**Task objective**
Among these entries, how many lines have the string "groom" in them? Only the number is needed.

Point localization data
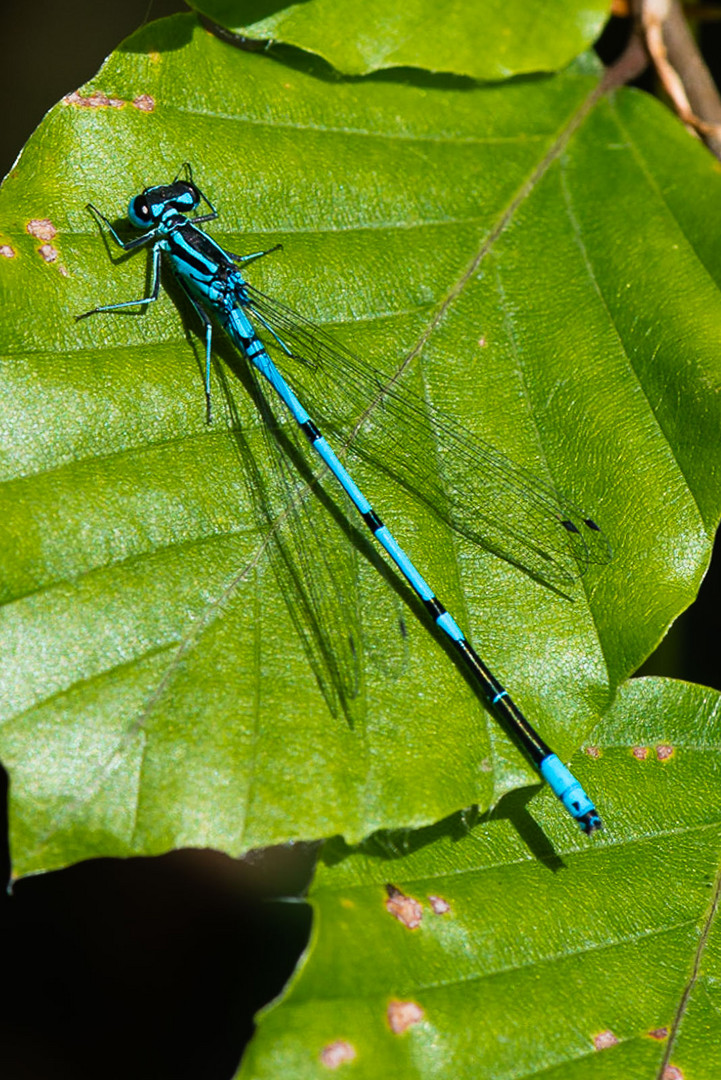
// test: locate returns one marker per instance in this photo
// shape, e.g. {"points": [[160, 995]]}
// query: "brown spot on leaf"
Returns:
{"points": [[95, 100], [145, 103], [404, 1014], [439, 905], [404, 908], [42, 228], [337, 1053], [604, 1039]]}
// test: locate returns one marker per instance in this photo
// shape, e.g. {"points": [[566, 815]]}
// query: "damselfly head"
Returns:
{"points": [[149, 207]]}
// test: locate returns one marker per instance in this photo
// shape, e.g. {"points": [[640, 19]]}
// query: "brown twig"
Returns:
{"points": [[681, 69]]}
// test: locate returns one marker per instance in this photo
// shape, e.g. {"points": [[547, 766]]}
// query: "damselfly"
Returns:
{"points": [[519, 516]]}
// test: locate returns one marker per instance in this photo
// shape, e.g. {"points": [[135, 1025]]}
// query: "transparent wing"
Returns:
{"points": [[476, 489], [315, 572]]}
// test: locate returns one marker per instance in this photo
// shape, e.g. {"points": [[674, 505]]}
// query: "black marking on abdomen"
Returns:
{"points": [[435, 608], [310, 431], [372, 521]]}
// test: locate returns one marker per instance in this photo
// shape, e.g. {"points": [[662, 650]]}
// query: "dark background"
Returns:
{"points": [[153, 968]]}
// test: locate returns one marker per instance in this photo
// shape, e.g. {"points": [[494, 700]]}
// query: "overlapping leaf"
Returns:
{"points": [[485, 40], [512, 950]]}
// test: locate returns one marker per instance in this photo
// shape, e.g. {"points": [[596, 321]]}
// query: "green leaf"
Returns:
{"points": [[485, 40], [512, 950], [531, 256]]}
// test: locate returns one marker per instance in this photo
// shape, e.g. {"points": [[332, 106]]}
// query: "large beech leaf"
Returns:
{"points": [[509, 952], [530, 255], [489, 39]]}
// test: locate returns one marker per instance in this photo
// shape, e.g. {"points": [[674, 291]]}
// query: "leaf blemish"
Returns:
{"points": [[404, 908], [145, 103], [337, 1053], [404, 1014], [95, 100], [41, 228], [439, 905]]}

==

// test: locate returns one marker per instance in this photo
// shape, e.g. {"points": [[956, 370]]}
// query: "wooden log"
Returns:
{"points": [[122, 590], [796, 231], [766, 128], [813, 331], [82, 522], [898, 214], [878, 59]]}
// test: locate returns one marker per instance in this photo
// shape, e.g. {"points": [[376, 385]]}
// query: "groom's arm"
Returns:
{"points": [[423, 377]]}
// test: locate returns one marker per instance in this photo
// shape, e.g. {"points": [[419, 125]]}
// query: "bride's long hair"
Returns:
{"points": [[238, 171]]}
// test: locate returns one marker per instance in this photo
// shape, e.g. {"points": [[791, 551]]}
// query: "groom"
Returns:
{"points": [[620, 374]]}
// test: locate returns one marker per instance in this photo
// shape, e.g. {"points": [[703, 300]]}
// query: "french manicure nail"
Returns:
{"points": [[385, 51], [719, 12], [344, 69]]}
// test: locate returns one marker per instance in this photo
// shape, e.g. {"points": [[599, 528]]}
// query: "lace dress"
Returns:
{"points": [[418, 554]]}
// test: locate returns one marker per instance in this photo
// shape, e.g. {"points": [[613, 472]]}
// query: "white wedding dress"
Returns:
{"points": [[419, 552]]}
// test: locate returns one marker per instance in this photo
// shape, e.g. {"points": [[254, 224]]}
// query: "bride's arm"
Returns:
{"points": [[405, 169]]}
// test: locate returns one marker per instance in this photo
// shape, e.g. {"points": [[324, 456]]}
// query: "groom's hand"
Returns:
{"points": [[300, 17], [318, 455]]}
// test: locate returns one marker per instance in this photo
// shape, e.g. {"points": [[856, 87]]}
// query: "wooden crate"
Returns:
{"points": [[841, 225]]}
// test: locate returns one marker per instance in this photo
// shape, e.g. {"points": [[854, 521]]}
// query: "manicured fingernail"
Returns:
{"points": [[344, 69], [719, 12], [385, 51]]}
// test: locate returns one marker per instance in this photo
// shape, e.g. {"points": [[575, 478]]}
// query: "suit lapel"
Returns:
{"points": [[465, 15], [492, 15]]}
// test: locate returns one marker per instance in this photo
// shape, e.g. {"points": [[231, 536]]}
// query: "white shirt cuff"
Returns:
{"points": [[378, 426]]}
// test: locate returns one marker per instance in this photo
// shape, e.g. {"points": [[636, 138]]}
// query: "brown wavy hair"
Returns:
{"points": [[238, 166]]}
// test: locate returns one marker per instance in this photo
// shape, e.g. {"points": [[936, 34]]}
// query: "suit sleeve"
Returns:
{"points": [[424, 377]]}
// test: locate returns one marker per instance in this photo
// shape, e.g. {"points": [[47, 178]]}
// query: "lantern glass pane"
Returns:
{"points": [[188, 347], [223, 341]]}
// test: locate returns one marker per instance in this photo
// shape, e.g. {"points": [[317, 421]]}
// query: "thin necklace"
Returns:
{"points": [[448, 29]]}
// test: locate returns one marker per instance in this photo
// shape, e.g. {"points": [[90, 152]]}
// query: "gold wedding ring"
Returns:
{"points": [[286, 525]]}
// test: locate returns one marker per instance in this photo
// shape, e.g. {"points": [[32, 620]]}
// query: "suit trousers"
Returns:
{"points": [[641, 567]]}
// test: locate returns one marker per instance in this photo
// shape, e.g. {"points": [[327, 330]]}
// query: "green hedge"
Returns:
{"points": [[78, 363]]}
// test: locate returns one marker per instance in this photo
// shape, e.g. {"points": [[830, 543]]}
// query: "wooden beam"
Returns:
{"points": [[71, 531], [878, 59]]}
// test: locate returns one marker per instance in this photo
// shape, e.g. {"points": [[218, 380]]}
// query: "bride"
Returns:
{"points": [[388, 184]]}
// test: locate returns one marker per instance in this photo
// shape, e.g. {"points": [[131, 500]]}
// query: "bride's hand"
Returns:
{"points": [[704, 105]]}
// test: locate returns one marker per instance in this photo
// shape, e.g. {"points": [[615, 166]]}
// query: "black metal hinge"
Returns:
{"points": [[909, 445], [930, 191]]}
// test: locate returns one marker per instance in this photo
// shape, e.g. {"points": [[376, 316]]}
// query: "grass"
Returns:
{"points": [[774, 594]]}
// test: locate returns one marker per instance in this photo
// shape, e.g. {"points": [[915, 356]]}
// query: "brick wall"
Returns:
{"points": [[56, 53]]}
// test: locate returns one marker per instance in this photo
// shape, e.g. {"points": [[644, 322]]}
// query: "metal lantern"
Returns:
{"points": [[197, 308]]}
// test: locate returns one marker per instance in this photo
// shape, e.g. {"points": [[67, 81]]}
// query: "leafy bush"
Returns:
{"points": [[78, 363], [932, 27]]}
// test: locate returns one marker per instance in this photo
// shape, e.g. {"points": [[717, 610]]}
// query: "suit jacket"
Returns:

**Result of this exercise**
3